══ Raw data

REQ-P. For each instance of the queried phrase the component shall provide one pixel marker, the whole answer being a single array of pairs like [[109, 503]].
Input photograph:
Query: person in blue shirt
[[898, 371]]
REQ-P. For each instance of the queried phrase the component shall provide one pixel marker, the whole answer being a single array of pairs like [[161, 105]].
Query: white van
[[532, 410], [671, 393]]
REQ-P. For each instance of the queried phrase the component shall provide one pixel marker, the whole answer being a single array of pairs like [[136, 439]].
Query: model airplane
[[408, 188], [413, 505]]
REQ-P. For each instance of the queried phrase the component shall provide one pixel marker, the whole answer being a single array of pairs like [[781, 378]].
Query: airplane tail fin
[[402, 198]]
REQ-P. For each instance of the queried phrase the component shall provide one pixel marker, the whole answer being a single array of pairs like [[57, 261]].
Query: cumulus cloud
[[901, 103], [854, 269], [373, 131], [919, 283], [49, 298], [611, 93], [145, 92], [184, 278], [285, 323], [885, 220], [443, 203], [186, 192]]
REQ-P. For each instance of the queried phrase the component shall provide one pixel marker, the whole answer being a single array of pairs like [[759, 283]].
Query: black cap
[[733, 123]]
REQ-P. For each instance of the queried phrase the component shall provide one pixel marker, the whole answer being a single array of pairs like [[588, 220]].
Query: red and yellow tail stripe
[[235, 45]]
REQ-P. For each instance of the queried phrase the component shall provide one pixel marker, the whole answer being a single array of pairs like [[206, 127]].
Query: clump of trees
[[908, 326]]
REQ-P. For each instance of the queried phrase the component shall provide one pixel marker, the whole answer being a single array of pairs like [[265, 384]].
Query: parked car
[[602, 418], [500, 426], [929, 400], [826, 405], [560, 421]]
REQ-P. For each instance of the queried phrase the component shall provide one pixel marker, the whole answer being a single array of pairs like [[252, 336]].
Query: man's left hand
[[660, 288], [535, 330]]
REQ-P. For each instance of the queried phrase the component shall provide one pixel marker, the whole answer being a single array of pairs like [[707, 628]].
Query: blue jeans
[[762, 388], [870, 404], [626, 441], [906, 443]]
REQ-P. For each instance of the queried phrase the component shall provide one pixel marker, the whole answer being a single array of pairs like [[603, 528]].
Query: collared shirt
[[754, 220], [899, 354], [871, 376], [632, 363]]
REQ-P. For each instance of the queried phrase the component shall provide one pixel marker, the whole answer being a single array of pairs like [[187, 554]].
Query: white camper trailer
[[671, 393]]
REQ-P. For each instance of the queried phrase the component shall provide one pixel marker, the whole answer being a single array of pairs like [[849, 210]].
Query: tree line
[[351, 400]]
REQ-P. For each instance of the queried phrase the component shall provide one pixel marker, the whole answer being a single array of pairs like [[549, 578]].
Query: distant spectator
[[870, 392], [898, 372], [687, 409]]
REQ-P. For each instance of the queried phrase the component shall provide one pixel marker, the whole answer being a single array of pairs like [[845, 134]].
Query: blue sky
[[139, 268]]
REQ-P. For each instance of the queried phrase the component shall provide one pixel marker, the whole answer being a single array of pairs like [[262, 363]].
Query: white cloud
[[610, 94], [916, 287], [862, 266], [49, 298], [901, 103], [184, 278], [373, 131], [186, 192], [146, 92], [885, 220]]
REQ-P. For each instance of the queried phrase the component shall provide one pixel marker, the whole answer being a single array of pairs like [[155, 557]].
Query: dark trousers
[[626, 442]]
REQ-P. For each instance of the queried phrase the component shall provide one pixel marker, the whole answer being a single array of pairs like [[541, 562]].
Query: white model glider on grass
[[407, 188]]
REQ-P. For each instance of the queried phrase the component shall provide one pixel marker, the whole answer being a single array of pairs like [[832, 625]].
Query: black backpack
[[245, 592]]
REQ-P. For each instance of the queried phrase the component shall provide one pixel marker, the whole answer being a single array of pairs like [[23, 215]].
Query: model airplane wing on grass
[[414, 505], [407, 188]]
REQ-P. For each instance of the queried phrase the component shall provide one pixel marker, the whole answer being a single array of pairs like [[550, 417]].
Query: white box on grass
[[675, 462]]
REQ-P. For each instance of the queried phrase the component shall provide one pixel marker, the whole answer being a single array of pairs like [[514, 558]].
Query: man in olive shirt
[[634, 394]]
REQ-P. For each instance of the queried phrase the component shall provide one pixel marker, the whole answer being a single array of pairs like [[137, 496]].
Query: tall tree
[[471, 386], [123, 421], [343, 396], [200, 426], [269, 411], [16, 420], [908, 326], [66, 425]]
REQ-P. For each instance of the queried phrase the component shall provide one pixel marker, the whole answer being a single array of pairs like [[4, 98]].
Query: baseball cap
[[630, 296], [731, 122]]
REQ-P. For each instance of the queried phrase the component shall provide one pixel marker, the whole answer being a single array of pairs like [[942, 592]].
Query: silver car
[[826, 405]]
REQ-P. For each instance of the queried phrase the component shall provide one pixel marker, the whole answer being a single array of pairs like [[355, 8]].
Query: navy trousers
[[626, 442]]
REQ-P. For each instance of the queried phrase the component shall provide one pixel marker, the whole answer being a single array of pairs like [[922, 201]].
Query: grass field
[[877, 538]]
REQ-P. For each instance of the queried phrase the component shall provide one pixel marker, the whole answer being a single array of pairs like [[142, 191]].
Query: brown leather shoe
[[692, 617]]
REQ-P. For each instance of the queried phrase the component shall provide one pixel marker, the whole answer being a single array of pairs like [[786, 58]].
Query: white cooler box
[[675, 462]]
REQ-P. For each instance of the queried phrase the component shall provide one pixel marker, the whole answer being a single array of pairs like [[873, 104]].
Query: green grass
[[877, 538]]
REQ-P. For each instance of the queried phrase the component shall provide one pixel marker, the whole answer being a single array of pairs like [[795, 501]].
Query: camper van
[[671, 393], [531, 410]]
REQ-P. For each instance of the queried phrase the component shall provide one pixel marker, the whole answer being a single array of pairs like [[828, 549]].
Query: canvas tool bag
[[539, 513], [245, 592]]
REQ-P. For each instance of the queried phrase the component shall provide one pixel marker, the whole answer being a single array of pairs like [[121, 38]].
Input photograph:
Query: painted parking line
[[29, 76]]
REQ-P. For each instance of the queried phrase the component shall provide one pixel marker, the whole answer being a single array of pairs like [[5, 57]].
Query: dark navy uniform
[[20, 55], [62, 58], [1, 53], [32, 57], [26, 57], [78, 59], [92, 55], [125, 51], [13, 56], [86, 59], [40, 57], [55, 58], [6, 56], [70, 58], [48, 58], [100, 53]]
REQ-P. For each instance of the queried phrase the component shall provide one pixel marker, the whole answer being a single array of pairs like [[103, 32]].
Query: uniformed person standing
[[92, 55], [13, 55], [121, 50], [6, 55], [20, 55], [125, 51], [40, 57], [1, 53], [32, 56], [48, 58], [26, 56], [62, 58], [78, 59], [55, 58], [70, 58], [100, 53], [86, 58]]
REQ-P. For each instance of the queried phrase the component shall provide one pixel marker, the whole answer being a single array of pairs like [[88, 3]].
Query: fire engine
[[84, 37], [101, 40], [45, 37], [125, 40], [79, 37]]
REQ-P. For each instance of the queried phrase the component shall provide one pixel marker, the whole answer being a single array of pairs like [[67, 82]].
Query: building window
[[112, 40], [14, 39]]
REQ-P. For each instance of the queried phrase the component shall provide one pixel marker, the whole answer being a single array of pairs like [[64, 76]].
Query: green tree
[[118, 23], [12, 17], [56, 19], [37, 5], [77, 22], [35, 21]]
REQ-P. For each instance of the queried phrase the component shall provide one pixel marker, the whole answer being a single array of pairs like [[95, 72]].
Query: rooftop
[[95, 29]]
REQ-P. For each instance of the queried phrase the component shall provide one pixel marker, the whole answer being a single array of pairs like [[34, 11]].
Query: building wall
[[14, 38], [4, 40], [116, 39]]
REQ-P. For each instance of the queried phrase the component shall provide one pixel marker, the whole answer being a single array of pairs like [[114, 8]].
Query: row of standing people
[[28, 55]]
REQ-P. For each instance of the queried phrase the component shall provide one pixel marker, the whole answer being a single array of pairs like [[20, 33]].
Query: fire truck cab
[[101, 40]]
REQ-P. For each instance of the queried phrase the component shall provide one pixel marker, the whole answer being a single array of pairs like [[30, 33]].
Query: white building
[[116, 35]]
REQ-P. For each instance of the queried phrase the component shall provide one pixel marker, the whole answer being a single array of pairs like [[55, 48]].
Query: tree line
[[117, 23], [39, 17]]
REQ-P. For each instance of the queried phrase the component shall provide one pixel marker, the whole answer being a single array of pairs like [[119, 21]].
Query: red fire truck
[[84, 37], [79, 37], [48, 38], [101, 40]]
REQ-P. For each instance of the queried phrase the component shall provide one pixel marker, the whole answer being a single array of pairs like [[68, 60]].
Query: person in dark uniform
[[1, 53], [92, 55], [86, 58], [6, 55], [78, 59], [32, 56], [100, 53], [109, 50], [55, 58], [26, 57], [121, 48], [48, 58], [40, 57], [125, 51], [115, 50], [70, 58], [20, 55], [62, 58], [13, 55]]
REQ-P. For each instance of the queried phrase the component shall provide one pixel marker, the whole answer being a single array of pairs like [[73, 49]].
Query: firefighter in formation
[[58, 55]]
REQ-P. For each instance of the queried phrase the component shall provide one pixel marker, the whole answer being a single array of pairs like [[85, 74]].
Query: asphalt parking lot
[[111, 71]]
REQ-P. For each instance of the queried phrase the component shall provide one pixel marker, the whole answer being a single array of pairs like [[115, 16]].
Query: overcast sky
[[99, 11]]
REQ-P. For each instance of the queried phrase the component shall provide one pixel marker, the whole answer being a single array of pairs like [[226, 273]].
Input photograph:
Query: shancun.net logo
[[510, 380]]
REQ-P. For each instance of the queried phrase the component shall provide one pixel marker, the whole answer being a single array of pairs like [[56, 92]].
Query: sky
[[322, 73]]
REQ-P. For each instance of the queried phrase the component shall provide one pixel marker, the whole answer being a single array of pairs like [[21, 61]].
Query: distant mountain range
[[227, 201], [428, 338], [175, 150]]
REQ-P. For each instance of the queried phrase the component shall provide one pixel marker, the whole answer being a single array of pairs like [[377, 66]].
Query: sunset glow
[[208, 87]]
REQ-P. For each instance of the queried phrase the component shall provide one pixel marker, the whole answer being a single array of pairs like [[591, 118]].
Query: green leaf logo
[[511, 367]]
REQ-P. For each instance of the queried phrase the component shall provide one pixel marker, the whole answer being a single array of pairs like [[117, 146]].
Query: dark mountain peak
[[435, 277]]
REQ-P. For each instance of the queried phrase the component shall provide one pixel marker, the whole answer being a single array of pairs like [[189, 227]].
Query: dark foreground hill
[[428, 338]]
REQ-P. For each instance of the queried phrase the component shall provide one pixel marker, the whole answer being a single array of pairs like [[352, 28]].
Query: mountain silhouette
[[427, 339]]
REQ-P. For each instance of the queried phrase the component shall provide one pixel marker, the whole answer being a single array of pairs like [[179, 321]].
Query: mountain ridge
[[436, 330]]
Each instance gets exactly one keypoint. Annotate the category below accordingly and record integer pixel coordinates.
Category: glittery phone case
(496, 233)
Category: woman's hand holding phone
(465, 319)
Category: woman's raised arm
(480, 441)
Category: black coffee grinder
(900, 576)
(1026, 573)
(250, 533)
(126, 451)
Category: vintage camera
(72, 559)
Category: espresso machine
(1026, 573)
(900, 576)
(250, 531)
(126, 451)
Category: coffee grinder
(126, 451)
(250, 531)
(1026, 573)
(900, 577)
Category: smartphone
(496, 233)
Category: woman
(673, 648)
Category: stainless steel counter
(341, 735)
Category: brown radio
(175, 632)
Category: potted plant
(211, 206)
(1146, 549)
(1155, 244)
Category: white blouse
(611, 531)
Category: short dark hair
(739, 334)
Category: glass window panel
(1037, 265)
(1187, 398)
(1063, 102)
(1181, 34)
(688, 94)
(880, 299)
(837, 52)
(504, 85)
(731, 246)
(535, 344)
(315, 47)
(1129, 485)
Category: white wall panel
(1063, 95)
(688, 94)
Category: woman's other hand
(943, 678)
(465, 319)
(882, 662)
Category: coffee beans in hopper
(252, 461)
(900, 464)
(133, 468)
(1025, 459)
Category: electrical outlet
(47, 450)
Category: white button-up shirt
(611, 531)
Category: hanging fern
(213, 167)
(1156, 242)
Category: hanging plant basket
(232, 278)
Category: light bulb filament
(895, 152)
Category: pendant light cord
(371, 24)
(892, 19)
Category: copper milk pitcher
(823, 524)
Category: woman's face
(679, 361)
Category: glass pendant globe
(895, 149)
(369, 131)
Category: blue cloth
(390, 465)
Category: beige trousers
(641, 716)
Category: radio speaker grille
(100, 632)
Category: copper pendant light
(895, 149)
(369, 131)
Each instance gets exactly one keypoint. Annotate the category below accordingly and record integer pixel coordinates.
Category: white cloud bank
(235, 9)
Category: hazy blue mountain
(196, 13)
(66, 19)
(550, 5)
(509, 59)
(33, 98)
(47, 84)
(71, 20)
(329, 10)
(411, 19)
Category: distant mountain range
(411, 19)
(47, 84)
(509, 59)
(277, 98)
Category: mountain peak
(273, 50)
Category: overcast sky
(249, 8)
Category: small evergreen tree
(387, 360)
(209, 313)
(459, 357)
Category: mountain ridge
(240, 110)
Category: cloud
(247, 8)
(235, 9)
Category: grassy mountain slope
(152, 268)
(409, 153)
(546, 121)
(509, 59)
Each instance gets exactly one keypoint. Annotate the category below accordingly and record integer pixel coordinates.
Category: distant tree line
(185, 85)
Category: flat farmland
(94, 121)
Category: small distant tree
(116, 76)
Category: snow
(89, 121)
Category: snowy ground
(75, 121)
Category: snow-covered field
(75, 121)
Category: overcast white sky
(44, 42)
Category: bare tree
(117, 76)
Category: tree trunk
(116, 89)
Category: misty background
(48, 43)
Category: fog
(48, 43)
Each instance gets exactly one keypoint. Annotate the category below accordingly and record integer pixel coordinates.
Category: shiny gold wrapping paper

════

Problem to solve - Repeat word for word from the line holding "Category: fog" down to the last line above, including both.

Solution for this problem -
Category: fog
(48, 43)
Each instance gets exactly one keypoint. Annotate the category below accordingly and record integer pixel coordinates.
Category: shiny gold wrapping paper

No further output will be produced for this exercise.